PROMPT 1 =>
In the interview transcript, how old is the company's oldest apprentice?
PROMPT 2 =>
Copy out the interview transcript from "Right. You could" to "entire level apprenticeship." with no changes.

Begin TEXT PROVIDED

Right. You could actually put a pretty reasonable cost figure on that, as well. Because if you looked at, I think I saw that you guys had recently brought in a mechanical engineering apprentice. Was that right?

William Bridgman:

Yeah. We’ve got a number, we’ve probably got 10 apprentices in the business, at the moment, and obviously we’re only just over a hundred staff so that is a very percent. 50% of our staff are ex-apprentices or current apprentices. It’s not just young people. Our oldest apprentice is currently 39 doing an entire level apprenticeship.

Chad Perry:

If you bring in somebody like that, that has an engineering background. I studied aerospace engineering in university and I can tell you that for most engineering programs that I’ve seen, it is a fundamental requirement that you learn how to write code, and you may not be the world’s best programmer, but that mindset, as well as that hard skill comes with a lot of benefits, and especially when it comes to being able to understand how to tie software together or to understand what’s possible. You could potentially be getting tens of thousands of pounds worth of value from a young apprentice or of any age for that matter, but someone who has that engineering background, that you would otherwise have to pay a vendor for, not to mention that you wouldn’t necessarily know who to go to or you wouldn’t know if you’re getting any value out of that until after the fact.

William Bridgman:

Yeah. We believe, we try and do a lot of our things in-house because obviously we understand what we’re trying to achieve and it can take you as long to explain to a vendor what you’re trying to achieve, as to solve the problem ourself. We do have a number of collaborative partnerships. We work a lot with Auto Desk. We work with a local company that writes software, writes codes for us for specific applications. We know roughly now where to draw the line. We’ve become a lot better at developing ideas. We made a number of mistakes on this journey of writing [inaudible 00:43:03] that we didn’t properly specify and we were trying to make it perfect before we launched it, and actually we now understand Agile development, which actually makes things so much easier.

Chad Perry:

I’m laughing because I’ve been through this journey over the last 20 years. I’ve seen Agile come about, and man, there have been so, so many IT projects in the world that have died because the requirements were not properly specified. Moving back to this model of the Agile model is where we do one small thing at a time, and then you get a result, you see what happens with that, and then you move forward incrementally.

William Bridgman:

Yeah, I think that rough and dirty, just getting something working. Get a sensor on the shop floor. Get one screen. See how it works, so it doesn’t really work, make it better, but don’t spend like a year making a roll-out plan and then deploying it all in one weekend. I think that’s hard. [inaudible 00:44:12] Try it, break it, break it again. We make low volume, big machines, we can’t afford to fail fast in that part of our business because you’ve got one chance to do it and you’ve got to make sure it works. But with the digital stuff, you can fail fast. We’re not talking about spending loads of money. We’re talking about like doing little, simple things and trying stuff out. On subscription and free, I get free, 30 day trial. I think the forward thinking vendors are thinking that way.

William Bridgman:

Even with like the robotic stuff now, you can rent a robot. You can get a robot on trial. You can get a software robot. There’s lots of things. They start the journey in IT, if it doesn’t work, you can try something else.

Chad Perry:

It sounds like the lesson there is obviously don’t disrupt anything that is critical to your production, but find the areas that are least disruptive, and just try something.

End TEXT PROVIDED
Begin DATA SEGMENT

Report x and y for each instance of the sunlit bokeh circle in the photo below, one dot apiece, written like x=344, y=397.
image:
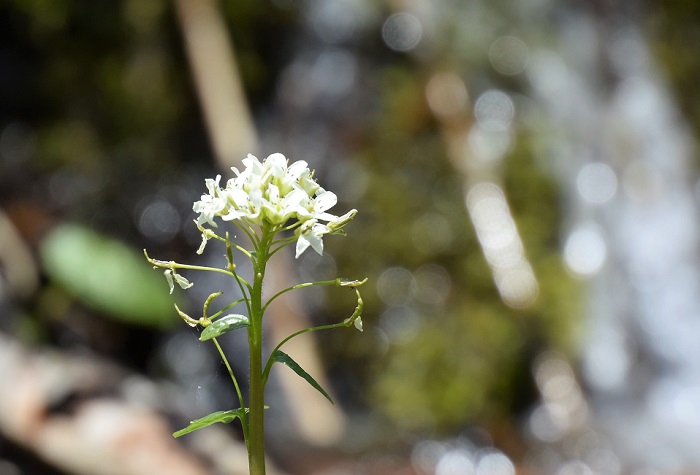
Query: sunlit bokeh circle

End DATA SEGMENT

WRITTEN ANSWER 1 =>
The oldest apprentice is 39.

WRITTEN ANSWER 2 =>
Right. You could actually put a pretty reasonable cost figure on that, as well. Because if you looked at, I think I saw that you guys had recently brought in a mechanical engineering apprentice. Was that right?

William Bridgman:

Yeah. We’ve got a number, we’ve probably got 10 apprentices in the business, at the moment, and obviously we’re only just over a hundred staff so that is a very percent. 50% of our staff are ex-apprentices or current apprentices. It’s not just young people. Our oldest apprentice is currently 39 doing an entire level apprenticeship.